*What the task requires*:
Gather every line from the entries below that includes "Wanted".

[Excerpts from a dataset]

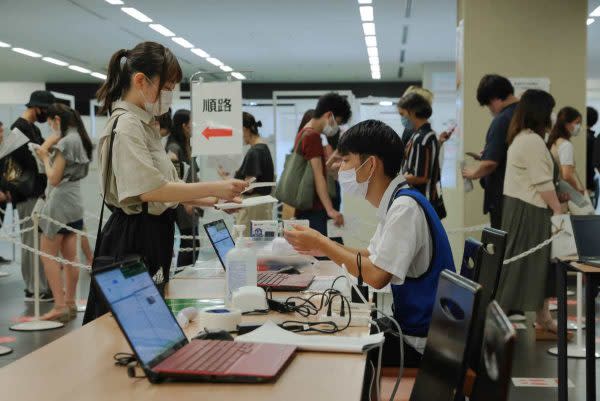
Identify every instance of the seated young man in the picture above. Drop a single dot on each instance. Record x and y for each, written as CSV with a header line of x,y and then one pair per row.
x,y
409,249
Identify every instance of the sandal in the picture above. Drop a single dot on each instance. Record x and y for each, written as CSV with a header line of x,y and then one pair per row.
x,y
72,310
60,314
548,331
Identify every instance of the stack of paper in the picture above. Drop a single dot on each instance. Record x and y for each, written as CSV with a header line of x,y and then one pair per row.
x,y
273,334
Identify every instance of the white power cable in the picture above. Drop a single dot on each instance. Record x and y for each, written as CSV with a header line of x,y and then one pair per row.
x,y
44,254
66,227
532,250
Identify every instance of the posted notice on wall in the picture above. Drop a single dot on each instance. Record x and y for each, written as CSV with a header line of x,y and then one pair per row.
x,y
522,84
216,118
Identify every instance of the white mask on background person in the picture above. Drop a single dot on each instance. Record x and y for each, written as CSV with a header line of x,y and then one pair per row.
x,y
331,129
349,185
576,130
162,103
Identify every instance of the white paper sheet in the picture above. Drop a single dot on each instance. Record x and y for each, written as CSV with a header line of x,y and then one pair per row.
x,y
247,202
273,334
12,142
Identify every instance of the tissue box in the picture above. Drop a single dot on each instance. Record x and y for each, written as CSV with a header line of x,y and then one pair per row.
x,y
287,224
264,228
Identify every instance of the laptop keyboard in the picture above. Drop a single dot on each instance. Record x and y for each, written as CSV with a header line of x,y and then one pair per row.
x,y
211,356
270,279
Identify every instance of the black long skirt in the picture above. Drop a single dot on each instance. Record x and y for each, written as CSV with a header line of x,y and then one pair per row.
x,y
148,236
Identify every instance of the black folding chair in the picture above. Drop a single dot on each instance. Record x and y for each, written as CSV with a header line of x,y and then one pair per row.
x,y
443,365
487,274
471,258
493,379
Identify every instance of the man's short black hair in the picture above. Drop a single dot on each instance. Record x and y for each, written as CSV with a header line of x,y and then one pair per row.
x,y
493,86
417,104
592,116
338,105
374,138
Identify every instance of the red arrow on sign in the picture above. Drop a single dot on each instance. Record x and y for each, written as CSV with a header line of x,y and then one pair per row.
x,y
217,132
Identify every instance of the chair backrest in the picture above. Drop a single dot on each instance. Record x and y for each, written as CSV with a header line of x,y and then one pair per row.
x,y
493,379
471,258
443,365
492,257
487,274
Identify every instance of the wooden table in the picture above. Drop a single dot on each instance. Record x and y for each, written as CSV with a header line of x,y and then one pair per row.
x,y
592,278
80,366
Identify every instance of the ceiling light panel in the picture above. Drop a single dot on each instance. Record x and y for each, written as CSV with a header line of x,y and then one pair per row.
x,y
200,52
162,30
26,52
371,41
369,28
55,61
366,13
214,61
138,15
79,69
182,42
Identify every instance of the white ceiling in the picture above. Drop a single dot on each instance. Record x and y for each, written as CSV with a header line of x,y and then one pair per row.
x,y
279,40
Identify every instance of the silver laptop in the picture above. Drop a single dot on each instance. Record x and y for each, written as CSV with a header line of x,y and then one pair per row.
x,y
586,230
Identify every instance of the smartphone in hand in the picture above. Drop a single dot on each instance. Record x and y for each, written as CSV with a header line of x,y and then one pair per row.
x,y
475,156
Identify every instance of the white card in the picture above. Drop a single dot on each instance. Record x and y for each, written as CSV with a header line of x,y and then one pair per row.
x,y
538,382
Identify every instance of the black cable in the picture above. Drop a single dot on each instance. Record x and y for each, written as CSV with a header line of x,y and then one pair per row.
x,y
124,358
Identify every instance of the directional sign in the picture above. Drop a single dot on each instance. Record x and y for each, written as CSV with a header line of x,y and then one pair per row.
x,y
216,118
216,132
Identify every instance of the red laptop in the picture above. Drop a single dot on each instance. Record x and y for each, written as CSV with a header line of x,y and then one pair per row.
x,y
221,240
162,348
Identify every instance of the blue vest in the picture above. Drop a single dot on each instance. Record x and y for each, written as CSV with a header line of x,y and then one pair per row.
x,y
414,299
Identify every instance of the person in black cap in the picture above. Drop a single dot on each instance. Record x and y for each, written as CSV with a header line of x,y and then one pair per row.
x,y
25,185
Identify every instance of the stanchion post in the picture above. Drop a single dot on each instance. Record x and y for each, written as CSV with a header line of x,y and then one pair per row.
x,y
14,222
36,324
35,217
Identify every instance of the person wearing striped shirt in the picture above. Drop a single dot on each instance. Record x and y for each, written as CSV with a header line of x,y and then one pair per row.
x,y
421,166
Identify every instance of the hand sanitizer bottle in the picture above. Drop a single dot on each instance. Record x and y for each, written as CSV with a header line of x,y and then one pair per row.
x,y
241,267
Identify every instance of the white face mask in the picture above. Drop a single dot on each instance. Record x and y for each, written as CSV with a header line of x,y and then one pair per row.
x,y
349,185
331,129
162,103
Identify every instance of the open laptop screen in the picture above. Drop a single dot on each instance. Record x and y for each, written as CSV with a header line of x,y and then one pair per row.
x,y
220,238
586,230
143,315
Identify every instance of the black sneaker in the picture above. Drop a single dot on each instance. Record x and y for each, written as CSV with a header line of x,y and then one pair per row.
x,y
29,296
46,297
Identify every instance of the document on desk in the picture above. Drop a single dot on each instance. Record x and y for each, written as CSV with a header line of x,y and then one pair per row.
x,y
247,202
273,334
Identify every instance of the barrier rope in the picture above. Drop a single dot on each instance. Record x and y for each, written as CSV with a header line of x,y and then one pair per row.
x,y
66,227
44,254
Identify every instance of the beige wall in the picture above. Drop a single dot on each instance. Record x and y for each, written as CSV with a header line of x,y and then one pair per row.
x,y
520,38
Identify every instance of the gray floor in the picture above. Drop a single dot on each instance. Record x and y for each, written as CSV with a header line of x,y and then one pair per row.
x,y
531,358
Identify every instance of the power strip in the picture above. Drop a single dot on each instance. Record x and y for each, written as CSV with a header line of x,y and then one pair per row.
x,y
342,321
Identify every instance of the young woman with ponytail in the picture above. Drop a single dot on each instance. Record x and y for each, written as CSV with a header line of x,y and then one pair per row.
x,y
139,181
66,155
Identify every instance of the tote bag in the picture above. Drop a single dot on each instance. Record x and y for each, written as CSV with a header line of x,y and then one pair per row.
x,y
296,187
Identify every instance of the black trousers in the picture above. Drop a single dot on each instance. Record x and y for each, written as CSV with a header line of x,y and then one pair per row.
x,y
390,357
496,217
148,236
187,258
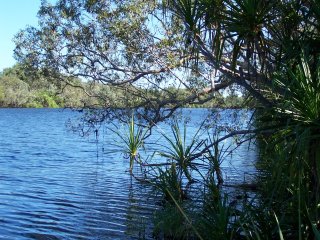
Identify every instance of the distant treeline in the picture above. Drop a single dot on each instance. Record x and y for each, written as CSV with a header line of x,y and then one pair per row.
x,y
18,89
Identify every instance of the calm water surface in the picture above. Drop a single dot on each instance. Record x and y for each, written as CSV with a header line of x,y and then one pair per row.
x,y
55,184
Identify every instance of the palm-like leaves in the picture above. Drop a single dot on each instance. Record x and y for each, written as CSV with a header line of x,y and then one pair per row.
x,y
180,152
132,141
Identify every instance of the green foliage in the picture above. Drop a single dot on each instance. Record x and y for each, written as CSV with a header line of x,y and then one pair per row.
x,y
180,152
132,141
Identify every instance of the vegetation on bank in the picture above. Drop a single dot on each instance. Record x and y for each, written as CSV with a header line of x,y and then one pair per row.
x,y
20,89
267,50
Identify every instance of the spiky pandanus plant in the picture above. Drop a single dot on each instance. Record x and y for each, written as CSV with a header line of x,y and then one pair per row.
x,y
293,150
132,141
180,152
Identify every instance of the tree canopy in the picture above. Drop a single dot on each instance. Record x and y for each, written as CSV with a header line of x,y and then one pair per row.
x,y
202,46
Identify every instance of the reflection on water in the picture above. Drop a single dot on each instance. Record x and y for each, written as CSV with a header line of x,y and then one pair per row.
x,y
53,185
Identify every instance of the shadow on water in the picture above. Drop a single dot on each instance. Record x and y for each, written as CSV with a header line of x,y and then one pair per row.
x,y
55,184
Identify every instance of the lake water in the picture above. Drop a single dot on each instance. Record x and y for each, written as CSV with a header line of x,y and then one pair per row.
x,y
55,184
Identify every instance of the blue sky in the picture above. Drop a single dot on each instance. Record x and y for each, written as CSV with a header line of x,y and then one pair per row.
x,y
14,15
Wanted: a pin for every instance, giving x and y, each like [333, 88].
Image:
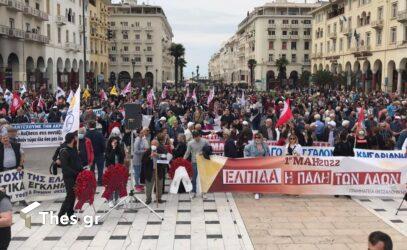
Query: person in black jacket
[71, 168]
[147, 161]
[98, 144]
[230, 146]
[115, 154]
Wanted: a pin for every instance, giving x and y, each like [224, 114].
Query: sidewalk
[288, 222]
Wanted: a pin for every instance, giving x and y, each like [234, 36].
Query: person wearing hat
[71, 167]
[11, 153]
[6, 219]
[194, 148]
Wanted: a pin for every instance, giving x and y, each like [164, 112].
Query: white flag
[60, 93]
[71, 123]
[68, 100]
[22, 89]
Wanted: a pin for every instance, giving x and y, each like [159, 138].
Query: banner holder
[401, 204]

*Answer for the task*:
Wanted: a pin for every instance, giving x and y, each like [333, 88].
Wanted: a pin for every instance, giving x and y, each like [224, 114].
Wanted: a pin for every instance, giving x and y, each like [234, 36].
Wanted: a pin for every instance, giving x and y, each like [164, 112].
Wanted: a pin for every instance, giving x and y, each like [159, 138].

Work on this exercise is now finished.